◆ Object pointing dataset rows ◆

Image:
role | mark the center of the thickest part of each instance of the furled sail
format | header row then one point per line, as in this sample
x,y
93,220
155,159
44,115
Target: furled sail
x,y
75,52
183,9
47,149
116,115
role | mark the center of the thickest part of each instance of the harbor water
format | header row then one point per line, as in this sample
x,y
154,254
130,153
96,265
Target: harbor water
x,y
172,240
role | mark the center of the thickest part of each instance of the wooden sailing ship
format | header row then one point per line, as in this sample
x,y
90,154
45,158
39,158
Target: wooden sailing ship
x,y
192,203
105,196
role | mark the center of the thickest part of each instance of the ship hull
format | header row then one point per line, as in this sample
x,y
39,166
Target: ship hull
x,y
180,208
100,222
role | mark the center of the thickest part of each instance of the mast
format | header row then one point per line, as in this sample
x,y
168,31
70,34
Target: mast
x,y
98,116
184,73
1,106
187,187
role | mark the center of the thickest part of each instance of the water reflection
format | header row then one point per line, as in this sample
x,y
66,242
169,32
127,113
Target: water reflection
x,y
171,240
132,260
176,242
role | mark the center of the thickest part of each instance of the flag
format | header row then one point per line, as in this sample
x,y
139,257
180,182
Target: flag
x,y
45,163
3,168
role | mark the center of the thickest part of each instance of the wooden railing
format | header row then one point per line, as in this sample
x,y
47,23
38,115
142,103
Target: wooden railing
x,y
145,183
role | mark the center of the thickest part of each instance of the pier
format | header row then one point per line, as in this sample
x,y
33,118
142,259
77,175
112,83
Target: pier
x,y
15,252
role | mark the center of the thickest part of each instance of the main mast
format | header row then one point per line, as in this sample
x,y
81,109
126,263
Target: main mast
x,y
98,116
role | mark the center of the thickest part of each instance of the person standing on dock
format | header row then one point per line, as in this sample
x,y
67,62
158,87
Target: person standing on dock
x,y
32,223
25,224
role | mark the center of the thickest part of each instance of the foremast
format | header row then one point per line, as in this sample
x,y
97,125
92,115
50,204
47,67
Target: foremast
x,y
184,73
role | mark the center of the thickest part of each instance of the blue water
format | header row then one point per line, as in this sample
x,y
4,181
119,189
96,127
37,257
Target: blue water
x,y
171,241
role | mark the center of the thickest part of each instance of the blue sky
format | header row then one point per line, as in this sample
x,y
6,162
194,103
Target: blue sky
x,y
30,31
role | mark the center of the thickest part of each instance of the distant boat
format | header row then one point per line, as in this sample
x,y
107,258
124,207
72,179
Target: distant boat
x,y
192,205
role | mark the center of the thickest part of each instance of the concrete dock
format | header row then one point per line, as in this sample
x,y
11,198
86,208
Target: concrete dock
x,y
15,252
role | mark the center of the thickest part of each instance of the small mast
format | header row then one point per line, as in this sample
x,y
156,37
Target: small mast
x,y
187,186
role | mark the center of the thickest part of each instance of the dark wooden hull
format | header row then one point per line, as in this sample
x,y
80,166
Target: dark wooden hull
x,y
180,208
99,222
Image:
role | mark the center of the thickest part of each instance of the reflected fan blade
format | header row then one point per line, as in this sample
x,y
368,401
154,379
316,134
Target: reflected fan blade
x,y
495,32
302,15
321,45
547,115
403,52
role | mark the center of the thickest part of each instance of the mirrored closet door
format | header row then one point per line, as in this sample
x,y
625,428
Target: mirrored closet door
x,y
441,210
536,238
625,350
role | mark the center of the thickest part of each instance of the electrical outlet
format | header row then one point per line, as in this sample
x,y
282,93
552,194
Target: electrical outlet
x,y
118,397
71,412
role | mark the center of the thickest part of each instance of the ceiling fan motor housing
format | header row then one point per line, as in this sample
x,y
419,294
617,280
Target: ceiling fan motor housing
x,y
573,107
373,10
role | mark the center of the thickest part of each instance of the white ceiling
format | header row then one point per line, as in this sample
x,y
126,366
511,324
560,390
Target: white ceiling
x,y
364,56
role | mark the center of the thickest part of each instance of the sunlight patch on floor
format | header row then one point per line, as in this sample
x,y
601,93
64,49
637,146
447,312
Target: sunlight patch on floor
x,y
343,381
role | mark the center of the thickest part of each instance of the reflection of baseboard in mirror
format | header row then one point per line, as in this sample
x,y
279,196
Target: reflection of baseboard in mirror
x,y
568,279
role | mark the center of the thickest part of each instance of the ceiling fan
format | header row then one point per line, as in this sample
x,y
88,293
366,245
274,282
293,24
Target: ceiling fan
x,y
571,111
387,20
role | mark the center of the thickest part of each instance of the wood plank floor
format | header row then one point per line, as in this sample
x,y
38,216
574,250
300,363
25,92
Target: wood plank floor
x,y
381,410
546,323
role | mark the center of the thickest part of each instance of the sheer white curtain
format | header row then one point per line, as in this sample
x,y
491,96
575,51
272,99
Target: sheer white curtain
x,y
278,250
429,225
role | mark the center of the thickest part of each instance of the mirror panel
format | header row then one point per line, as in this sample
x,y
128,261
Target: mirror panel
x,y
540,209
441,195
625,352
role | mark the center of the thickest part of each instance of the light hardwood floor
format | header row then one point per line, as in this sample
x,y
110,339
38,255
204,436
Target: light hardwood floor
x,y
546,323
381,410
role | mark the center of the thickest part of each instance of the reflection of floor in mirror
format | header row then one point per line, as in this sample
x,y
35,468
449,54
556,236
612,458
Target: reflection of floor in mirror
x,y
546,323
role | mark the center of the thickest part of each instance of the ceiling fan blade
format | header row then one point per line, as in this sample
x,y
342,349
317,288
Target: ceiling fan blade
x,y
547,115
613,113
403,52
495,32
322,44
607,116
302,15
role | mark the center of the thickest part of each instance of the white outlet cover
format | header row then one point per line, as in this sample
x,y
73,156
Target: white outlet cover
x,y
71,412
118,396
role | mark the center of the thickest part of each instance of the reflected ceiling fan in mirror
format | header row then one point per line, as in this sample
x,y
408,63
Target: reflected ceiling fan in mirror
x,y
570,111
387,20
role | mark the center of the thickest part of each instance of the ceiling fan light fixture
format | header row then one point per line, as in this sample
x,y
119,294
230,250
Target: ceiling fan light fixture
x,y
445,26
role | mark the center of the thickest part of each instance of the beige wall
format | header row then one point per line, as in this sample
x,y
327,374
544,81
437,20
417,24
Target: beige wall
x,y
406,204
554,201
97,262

◆ TASK DESCRIPTION ◆
Output all of the material exactly as written.

◆ COMPLETED EXERCISE ◆
Image:
role | mark the center of the thickest part of each instance of the furled sail
format | header row then one point per line, as in this sample
x,y
93,220
155,159
44,115
Target: furled sail
x,y
75,52
183,9
47,149
116,115
role | mark the center of the thickest part of each instance of the harbor water
format | header row then one point per line, as in this sample
x,y
154,254
130,153
96,265
Target: harbor water
x,y
172,240
role | mark the center of the thickest part of each instance of the wooden sailing ship
format | header row then one point per line, as in this sample
x,y
90,154
45,158
39,158
Target: wooden sailing ship
x,y
192,203
105,196
role | mark the center of the thickest part of each instance of the ship hull
format | header row then one point per line, as in this sample
x,y
39,166
Target: ship hull
x,y
180,208
100,222
role | mark the center of the thickest part of each instance of the mast
format | header row then one point per line, as in this sample
x,y
168,31
70,34
Target: mast
x,y
98,116
184,73
1,106
187,187
role | mark the center of the thickest part of each instance of the water reflection
format | header row then one point per line, as in this sample
x,y
66,242
169,32
127,113
Target: water reflection
x,y
171,240
132,260
176,242
role | mark the center of the thickest part of each instance of the flag
format | header row then one point per line, as in this sample
x,y
139,257
180,182
Target: flag
x,y
45,163
3,168
role | mark the center of the thickest part of each instance of the wooden railing
format | header row then one point per line, as in this sample
x,y
47,23
38,115
142,103
Target: wooden railing
x,y
145,183
role | mark the center of the thickest part of each instance of the pier
format | header row then one point per line, as in this sample
x,y
33,118
142,259
77,175
112,83
Target: pier
x,y
15,252
role | mark the center of the thickest part of each instance of the main mast
format | header row then one point per line, as in this sample
x,y
81,109
126,263
Target: main mast
x,y
98,116
role | mark the center of the thickest part of each instance of the person standing on dock
format | header row then one point per line, as in this sample
x,y
67,62
158,87
Target: person standing on dock
x,y
32,223
25,224
role | mark the center of the thickest part of each instance of the foremast
format | header row then one point per line, as in this sample
x,y
97,125
92,115
50,204
47,67
Target: foremast
x,y
184,73
role | mark the center of the thickest part of each instance of the blue water
format | header row then one point per line, as in this sample
x,y
4,181
119,189
96,127
37,257
Target: blue water
x,y
171,241
role | mark the center of the thickest part of each instance of the blue sky
format | header row then one point per line, as in this sample
x,y
6,162
194,103
Target: blue sky
x,y
30,31
role | mark the center of the thickest part of each instance of the distant boat
format | header row then one point per line, as in this sample
x,y
107,258
124,207
72,179
Target: distant boat
x,y
192,205
role | mark the center of the thickest part of each instance of the concrete dock
format | header row then one point per line, as in this sample
x,y
11,198
86,208
Target: concrete dock
x,y
15,252
role | mark the center of the thickest part of each instance of the small mast
format | header row then one point per line, as in this sample
x,y
156,37
Target: small mast
x,y
187,186
role | mark the center of the thickest part of each instance of the dark wooden hull
format | header row then one point per line, as in this sample
x,y
80,166
Target: dark wooden hull
x,y
180,208
99,222
Image:
role | mark the center of the thickest part of each instance of the reflected fan blade
format | header row then one point per line, as in this sample
x,y
368,401
154,379
316,134
Target: reflected fan blade
x,y
495,32
302,15
321,45
547,115
403,52
role | mark the center of the thickest part of each instance of the mirrored closet door
format | header row then one point per line, as in this sample
x,y
625,428
Target: mirrored closet door
x,y
441,210
536,238
625,350
role | mark the center of the thickest part of each instance of the electrical outlet
format | header row then one point per line, as in this sample
x,y
282,93
552,194
Target: electrical outlet
x,y
118,397
71,412
role | mark the center of the thickest part of each instance of the ceiling fan motor housing
format | header row then one point per line, as in this sample
x,y
419,294
617,280
Target: ceiling fan motor housing
x,y
573,107
373,10
role | mark the center of the thickest part of each instance of the white ceiling
format | header row then one point per line, as in this sample
x,y
126,366
511,324
560,390
Target: white ceiling
x,y
364,56
role | mark the center of the thickest part of each instance of the sunlight patch on floor
format | header row then one point per line, as in this sample
x,y
601,93
64,49
637,146
447,312
Target: sunlight patch on floor
x,y
343,381
role | mark the center of the thickest part of each instance of the reflection of baseboard in mirror
format | header row then one point per line, as in this sample
x,y
279,196
Target: reflection of baseboard in mirror
x,y
568,279
role | mark the center of the thickest part of each instance of the ceiling fan
format | header row then one point per line, as in this sample
x,y
88,293
366,245
274,282
293,24
Target: ceiling fan
x,y
571,111
387,20
role | mark the center of the thickest part of each instance of the wood plank floor
format | header row then one point per line, as in this sample
x,y
38,216
574,250
300,363
25,92
Target: wood plank floor
x,y
381,410
546,323
role | mark the center of the thickest part of each instance of the sheer white curtain
format | header row then one point per line, as in this sample
x,y
491,96
575,51
272,99
Target: sheer white curtain
x,y
278,250
429,225
role | mark the center of the thickest part of each instance of the mirror panel
format | header row then one point per line, as in this sample
x,y
128,261
Target: mirror panel
x,y
540,209
441,195
625,352
role | mark the center of the thickest part of each instance of the light hardwood floor
format | header row then one point per line, as in this sample
x,y
110,339
38,255
204,436
Target: light hardwood floor
x,y
546,323
381,410
role | mark the center of the thickest part of each instance of the reflection of floor in mirror
format | header row then one point per line, as in this sample
x,y
35,468
449,54
556,236
612,458
Target: reflection of floor in mirror
x,y
546,323
role | mark the center of the thickest part of each instance of the ceiling fan blade
format | header row then one point per line, as in this sample
x,y
342,349
317,288
Target: ceiling fan blade
x,y
547,115
613,113
403,52
495,32
322,44
607,116
302,15
role | mark the center of the thickest part of each instance of the white outlet cover
format | header row then one point per line, as in this sample
x,y
73,156
Target: white outlet cover
x,y
71,412
118,396
role | mark the center of the thickest part of each instance of the reflected ceiling fan in mirror
format | header row then one point per line, as in this sample
x,y
408,63
Target: reflected ceiling fan in mirror
x,y
570,111
387,20
role | mark the center of the thickest part of each instance of the ceiling fan light fixture
format | header row then one point per line, as in this sample
x,y
119,294
230,250
Target: ceiling fan light fixture
x,y
445,26
role | mark the center of the thickest part of each instance of the beige wall
format | header row then one point per line, as in this sample
x,y
327,374
544,81
437,20
417,24
Target: beige wall
x,y
406,204
554,201
97,262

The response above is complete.